◆ **WHAT IS REQUIRED**
Please return every one of the lines below verbatim, with no character altered, added or dropped.

◆ **Records from a point annotation dataset**
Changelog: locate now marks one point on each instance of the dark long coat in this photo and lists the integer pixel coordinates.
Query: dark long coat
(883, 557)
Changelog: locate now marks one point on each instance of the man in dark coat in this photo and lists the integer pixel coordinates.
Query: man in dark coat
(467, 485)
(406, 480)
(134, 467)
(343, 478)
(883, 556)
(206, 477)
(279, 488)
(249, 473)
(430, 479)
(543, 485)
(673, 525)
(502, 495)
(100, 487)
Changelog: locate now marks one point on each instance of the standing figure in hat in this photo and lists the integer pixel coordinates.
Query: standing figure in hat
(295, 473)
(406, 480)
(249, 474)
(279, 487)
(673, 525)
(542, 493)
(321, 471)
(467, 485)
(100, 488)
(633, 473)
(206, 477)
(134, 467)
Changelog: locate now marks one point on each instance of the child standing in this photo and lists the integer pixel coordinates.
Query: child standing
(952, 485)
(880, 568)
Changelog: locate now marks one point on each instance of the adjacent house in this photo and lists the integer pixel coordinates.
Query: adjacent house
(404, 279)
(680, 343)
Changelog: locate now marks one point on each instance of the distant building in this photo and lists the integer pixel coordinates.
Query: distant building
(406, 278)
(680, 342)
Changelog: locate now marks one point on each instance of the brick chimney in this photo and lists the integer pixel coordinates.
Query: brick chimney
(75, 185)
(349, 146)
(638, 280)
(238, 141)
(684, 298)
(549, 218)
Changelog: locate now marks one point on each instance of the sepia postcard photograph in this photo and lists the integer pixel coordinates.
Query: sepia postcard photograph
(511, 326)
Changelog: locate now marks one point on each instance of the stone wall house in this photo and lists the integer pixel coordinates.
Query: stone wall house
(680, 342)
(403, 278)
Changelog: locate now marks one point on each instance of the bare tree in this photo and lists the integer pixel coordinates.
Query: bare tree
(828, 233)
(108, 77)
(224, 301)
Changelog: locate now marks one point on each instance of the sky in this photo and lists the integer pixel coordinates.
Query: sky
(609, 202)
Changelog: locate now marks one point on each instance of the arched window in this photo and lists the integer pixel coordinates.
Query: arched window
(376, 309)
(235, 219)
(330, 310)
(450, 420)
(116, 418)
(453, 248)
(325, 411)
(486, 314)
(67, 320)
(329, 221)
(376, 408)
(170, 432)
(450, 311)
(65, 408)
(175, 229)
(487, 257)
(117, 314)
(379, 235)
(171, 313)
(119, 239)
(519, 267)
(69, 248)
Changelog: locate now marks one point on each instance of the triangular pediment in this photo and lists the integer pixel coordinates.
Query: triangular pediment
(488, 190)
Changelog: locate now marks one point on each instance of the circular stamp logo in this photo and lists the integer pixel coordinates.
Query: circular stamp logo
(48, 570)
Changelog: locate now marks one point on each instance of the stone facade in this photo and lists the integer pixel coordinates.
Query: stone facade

◆ **ANSWER TO THIS EXERCISE**
Changelog: locate now marks one point on each instance of the dark long coat in this photo and lists the integer pixel coordinates.
Query: dark long coat
(883, 557)
Changelog: locate now marks one point on each instance of the man in dark coat in this photo and lists the integer pixel coordinates.
Query: man in dark coat
(467, 485)
(406, 480)
(134, 467)
(343, 478)
(883, 556)
(206, 477)
(279, 488)
(249, 473)
(430, 479)
(543, 485)
(673, 525)
(502, 495)
(100, 487)
Changelog: locate now marks one point on each instance of the standing figure in hat in this photo and lists the integer pixel coordinates.
Query: standing figure in hat
(295, 473)
(406, 480)
(249, 474)
(279, 487)
(673, 525)
(542, 493)
(321, 471)
(467, 485)
(100, 488)
(633, 473)
(206, 477)
(134, 467)
Changelog: locate now marks one point on each instance of the child standing in this photo and lists the integer pixel coordinates.
Query: child standing
(952, 485)
(880, 568)
Changelog: locate now marks one point on each instance of the adjacent house in this photo and lists the integer pixel coordinates.
Query: adjacent house
(404, 279)
(680, 343)
Changelog: locate now marks one point on each instance of the distant building in this photo and lists the integer pixel coordinates.
Query: distant building
(406, 278)
(680, 342)
Changelog: locate now marks one point on each instance of the brick chimney in this photo and lists the integer pixel coordinates.
Query: brick chimney
(75, 185)
(349, 146)
(638, 280)
(238, 141)
(684, 298)
(549, 218)
Changelog: locate now marks one point on each instance of the sepia postcard photograph in this photo and lists the integer pixel coordinates.
Query: sepia postcard photograph
(511, 326)
Changelog: locate now marks one point on each instance of the stone wall house in this photo and lists the integer pixel coordinates.
Query: stone wall house
(680, 342)
(403, 278)
Changelog: locate now marks one point on each instance of the bare tree in this photo and lists the integer pixel coordinates.
Query: bare tree
(828, 233)
(108, 77)
(224, 301)
Changelog: locate now marks one point on each instance of the sky in this photo and lists the integer pixel coordinates.
Query: sky
(609, 202)
Changelog: locate now marks one point on each instance of the arched window in this photo and lists the integer pixel coordinates.
Query: arched window
(376, 309)
(235, 219)
(330, 310)
(450, 420)
(116, 418)
(453, 248)
(325, 411)
(486, 314)
(67, 320)
(329, 221)
(376, 408)
(170, 432)
(450, 311)
(65, 408)
(175, 229)
(487, 257)
(117, 314)
(379, 235)
(171, 313)
(119, 239)
(519, 267)
(69, 248)
Changelog: locate now marks one point on each instance of the triangular pediment in this photo and lists the integer pixel coordinates.
Query: triangular pediment
(488, 190)
Changelog: locate now marks one point on each instance of the circular stamp logo in this photo and lists the integer pixel coordinates.
Query: circular stamp logo
(48, 570)
Changelog: locate now marks one point on each instance of the stone facade in this photo and lists the integer pixel coordinates.
Query: stone facade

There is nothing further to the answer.